REQUIREMENT
Pull every line of the listing below verbatim, omitting the pictures.

----- TASK INPUTS -----

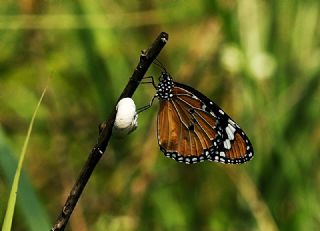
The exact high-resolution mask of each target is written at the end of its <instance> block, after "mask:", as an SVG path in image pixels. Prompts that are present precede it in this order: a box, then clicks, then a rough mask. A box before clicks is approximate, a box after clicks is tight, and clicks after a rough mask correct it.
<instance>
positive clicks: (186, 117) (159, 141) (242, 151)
mask: <svg viewBox="0 0 320 231" xmlns="http://www.w3.org/2000/svg"><path fill="white" fill-rule="evenodd" d="M172 94H173V97H171V98H169V99H167V100H160V110H159V113H158V129H157V131H158V143H159V146H160V149H161V151H162V152H164V154H165V155H166V156H168V157H171V158H173V159H175V160H177V161H179V162H184V163H187V164H190V163H197V162H201V161H204V160H211V161H216V162H222V163H227V164H237V163H243V162H246V161H248V160H250V159H251V158H252V157H253V148H252V145H251V143H250V141H249V139H248V137H247V136H246V134H245V133H244V132H243V131H242V130H241V128H240V127H239V126H238V125H237V124H236V123H235V122H234V121H233V120H232V119H231V118H230V117H229V116H228V115H227V114H226V113H225V112H224V111H223V110H222V109H221V108H220V107H219V106H218V105H216V104H215V103H214V102H213V101H211V100H210V99H208V98H207V97H206V96H204V95H203V94H202V93H200V92H198V91H197V90H195V89H193V88H192V87H189V86H187V85H184V84H181V83H176V82H175V83H174V86H173V89H172Z"/></svg>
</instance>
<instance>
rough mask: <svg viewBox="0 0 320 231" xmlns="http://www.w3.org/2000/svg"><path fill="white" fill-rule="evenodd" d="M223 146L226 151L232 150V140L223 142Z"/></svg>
mask: <svg viewBox="0 0 320 231" xmlns="http://www.w3.org/2000/svg"><path fill="white" fill-rule="evenodd" d="M223 146H224V148H225V149H228V150H229V149H230V148H231V143H230V140H228V139H226V140H225V141H224V142H223Z"/></svg>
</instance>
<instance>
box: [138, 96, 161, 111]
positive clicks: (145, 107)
mask: <svg viewBox="0 0 320 231" xmlns="http://www.w3.org/2000/svg"><path fill="white" fill-rule="evenodd" d="M156 97H157V96H156V95H155V96H153V98H152V99H151V101H150V103H149V104H148V105H146V106H143V107H141V108H138V109H137V114H139V113H141V112H143V111H145V110H147V109H149V108H150V107H151V106H152V104H153V101H154V99H155V98H156Z"/></svg>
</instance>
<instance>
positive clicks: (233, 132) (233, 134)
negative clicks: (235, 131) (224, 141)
mask: <svg viewBox="0 0 320 231" xmlns="http://www.w3.org/2000/svg"><path fill="white" fill-rule="evenodd" d="M232 128H233V129H232ZM235 131H236V129H234V127H232V126H231V125H230V124H229V125H228V126H227V127H226V132H227V135H228V139H229V140H233V139H234V132H235Z"/></svg>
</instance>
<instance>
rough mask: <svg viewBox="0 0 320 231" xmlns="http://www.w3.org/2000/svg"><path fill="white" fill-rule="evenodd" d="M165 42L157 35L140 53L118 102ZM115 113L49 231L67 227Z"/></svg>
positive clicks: (100, 151)
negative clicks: (155, 39) (67, 225)
mask: <svg viewBox="0 0 320 231" xmlns="http://www.w3.org/2000/svg"><path fill="white" fill-rule="evenodd" d="M167 41H168V34H167V33H165V32H162V33H160V34H159V36H158V37H157V38H156V40H155V41H154V42H153V44H152V45H151V47H150V48H149V49H147V50H145V51H142V52H141V55H140V62H139V63H138V65H137V67H136V69H135V70H134V72H133V74H132V76H131V78H130V80H129V82H128V84H127V86H126V87H125V89H124V90H123V92H122V94H121V95H120V97H119V99H118V101H119V100H120V99H122V98H125V97H132V95H133V93H134V92H135V90H136V89H137V87H138V85H139V83H140V81H141V80H142V78H143V76H144V75H145V73H146V72H147V70H148V68H149V67H150V65H151V64H152V62H153V61H154V60H155V58H156V57H157V56H158V54H159V53H160V51H161V50H162V48H163V47H164V46H165V44H166V43H167ZM116 112H117V111H116V106H114V108H113V111H112V112H111V115H110V116H109V119H108V120H106V122H104V123H103V124H102V126H100V135H99V138H98V141H97V143H96V144H95V145H94V147H93V148H92V150H91V152H90V154H89V157H88V159H87V161H86V163H85V165H84V166H83V168H82V170H81V172H80V175H79V177H78V179H77V181H76V182H75V184H74V186H73V188H72V190H71V192H70V194H69V196H68V199H67V201H66V203H65V205H64V206H63V209H62V211H61V213H60V214H59V216H58V218H57V220H56V222H55V224H54V225H53V226H52V228H51V231H57V230H64V228H65V226H66V225H67V223H68V220H69V218H70V216H71V214H72V212H73V209H74V207H75V206H76V204H77V202H78V199H79V197H80V195H81V193H82V191H83V189H84V187H85V185H86V184H87V182H88V180H89V178H90V176H91V173H92V171H93V169H94V168H95V166H96V165H97V163H98V161H99V160H100V158H101V156H102V154H103V153H104V151H105V150H106V148H107V146H108V143H109V140H110V137H111V135H112V127H113V123H114V119H115V116H116Z"/></svg>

-----

SOLUTION TO THIS TASK
The exact high-resolution mask of each target is written at the end of its <instance> block, after "mask:", as an SVG path in image pixels. Prompts that are present precede it in this order: a box, then clicks, then a rough mask. A box before clicks is approximate, a box after clicks is tight, and clicks after a rough mask correct it.
<instance>
positive clicks: (186, 117) (159, 141) (242, 151)
mask: <svg viewBox="0 0 320 231" xmlns="http://www.w3.org/2000/svg"><path fill="white" fill-rule="evenodd" d="M172 94H173V97H171V98H169V99H167V100H160V110H159V113H158V129H157V131H158V143H159V146H160V149H161V151H162V152H164V154H165V155H166V156H168V157H171V158H173V159H175V160H177V161H179V162H184V163H187V164H190V163H197V162H201V161H204V160H211V161H216V162H222V163H227V164H237V163H243V162H246V161H248V160H250V159H251V158H252V157H253V148H252V145H251V143H250V141H249V139H248V137H247V136H246V134H245V133H244V132H243V131H242V130H241V128H240V127H239V126H238V125H237V124H236V123H235V122H234V121H233V120H232V119H231V118H230V117H229V116H228V115H227V114H226V113H225V112H224V111H223V110H222V109H221V108H220V107H219V106H218V105H216V104H215V103H214V102H213V101H211V100H210V99H208V98H207V97H206V96H204V95H203V94H202V93H200V92H198V91H197V90H195V89H193V88H192V87H189V86H187V85H184V84H181V83H176V82H175V83H174V86H173V89H172Z"/></svg>
</instance>
<instance>
rough mask: <svg viewBox="0 0 320 231" xmlns="http://www.w3.org/2000/svg"><path fill="white" fill-rule="evenodd" d="M223 146L226 151L232 150V140L223 142Z"/></svg>
mask: <svg viewBox="0 0 320 231" xmlns="http://www.w3.org/2000/svg"><path fill="white" fill-rule="evenodd" d="M223 146H224V148H225V149H228V150H229V149H230V148H231V143H230V140H228V139H226V140H225V141H224V142H223Z"/></svg>
</instance>
<instance>
box: [138, 96, 161, 111]
positive clicks: (145, 107)
mask: <svg viewBox="0 0 320 231" xmlns="http://www.w3.org/2000/svg"><path fill="white" fill-rule="evenodd" d="M156 97H157V96H156V95H155V96H153V98H152V99H151V101H150V103H149V104H148V105H146V106H143V107H141V108H138V109H137V114H139V113H141V112H143V111H145V110H147V109H149V108H150V107H151V106H152V104H153V101H154V99H155V98H156Z"/></svg>
</instance>
<instance>
positive clicks: (233, 132) (233, 134)
negative clicks: (235, 131) (224, 141)
mask: <svg viewBox="0 0 320 231" xmlns="http://www.w3.org/2000/svg"><path fill="white" fill-rule="evenodd" d="M232 128H233V129H232ZM235 131H236V129H234V127H232V126H231V125H230V124H229V125H228V126H227V127H226V132H227V135H228V139H229V140H233V139H234V132H235Z"/></svg>
</instance>
<instance>
rough mask: <svg viewBox="0 0 320 231" xmlns="http://www.w3.org/2000/svg"><path fill="white" fill-rule="evenodd" d="M165 42L157 35L140 53L118 102ZM115 113L49 231L67 227Z"/></svg>
positive clicks: (100, 151)
negative clicks: (155, 39) (67, 225)
mask: <svg viewBox="0 0 320 231" xmlns="http://www.w3.org/2000/svg"><path fill="white" fill-rule="evenodd" d="M167 41H168V34H167V33H165V32H162V33H160V34H159V36H158V37H157V38H156V40H155V41H154V42H153V44H152V45H151V47H150V48H149V49H147V50H145V51H142V52H141V55H140V62H139V63H138V65H137V67H136V69H135V70H134V72H133V74H132V76H131V78H130V80H129V82H128V84H127V86H126V87H125V89H124V90H123V92H122V94H121V95H120V97H119V99H118V101H119V100H120V99H122V98H125V97H132V95H133V93H134V92H135V90H136V89H137V87H138V85H139V83H140V81H141V80H142V78H143V76H144V75H145V73H146V72H147V70H148V68H149V67H150V65H151V64H152V62H153V61H154V60H155V58H156V57H157V56H158V54H159V53H160V51H161V50H162V48H163V47H164V46H165V44H166V43H167ZM116 112H117V111H116V106H114V108H113V111H112V112H111V115H110V116H109V119H108V120H106V122H104V123H103V124H102V126H100V135H99V138H98V141H97V143H96V144H95V145H94V147H93V148H92V150H91V152H90V154H89V157H88V159H87V161H86V163H85V165H84V166H83V168H82V170H81V172H80V175H79V177H78V179H77V181H76V182H75V184H74V186H73V188H72V190H71V192H70V194H69V196H68V199H67V201H66V203H65V205H64V206H63V209H62V211H61V213H60V214H59V216H58V218H57V220H56V222H55V224H54V225H53V226H52V228H51V231H57V230H64V228H65V226H66V225H67V223H68V220H69V218H70V216H71V214H72V212H73V209H74V207H75V206H76V204H77V202H78V199H79V197H80V195H81V193H82V191H83V189H84V187H85V185H86V184H87V182H88V180H89V178H90V176H91V173H92V171H93V169H94V168H95V166H96V165H97V163H98V161H99V160H100V158H101V156H102V154H103V153H104V151H105V150H106V148H107V146H108V143H109V140H110V137H111V135H112V127H113V123H114V119H115V116H116Z"/></svg>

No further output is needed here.